_WHAT THE TASK REQUIRES_. Copy every one of the records below verbatim, leaving out the pictures.

[Records excerpted from a collection]
━━━━━━━━━━
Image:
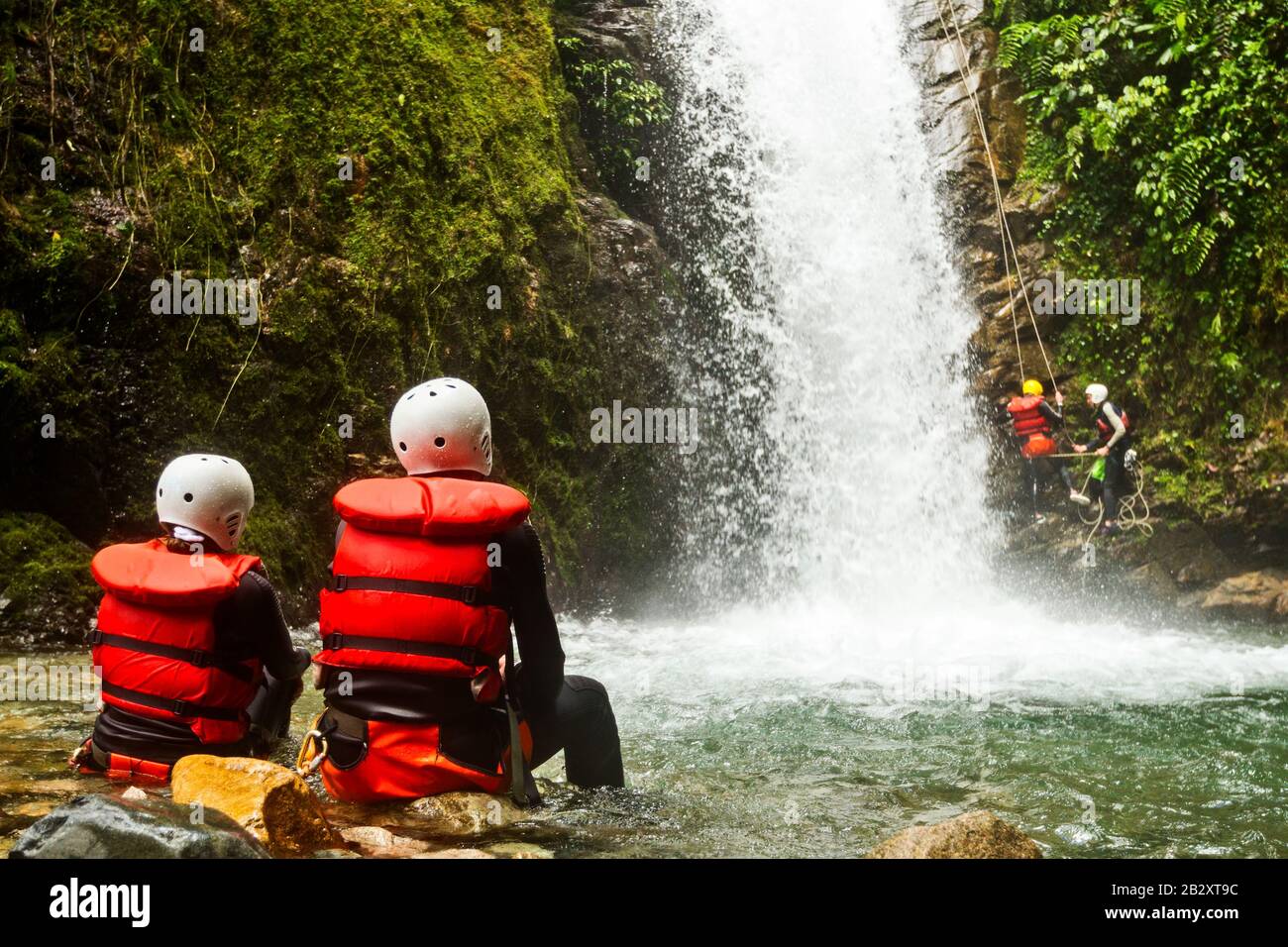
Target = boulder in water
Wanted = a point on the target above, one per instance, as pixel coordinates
(268, 800)
(971, 835)
(99, 826)
(1250, 595)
━━━━━━━━━━
_RESPONSE_.
Image:
Target = boulder in water
Wanted = a point on the target above, one per instance, as pixel coordinates
(268, 800)
(971, 835)
(99, 826)
(1250, 595)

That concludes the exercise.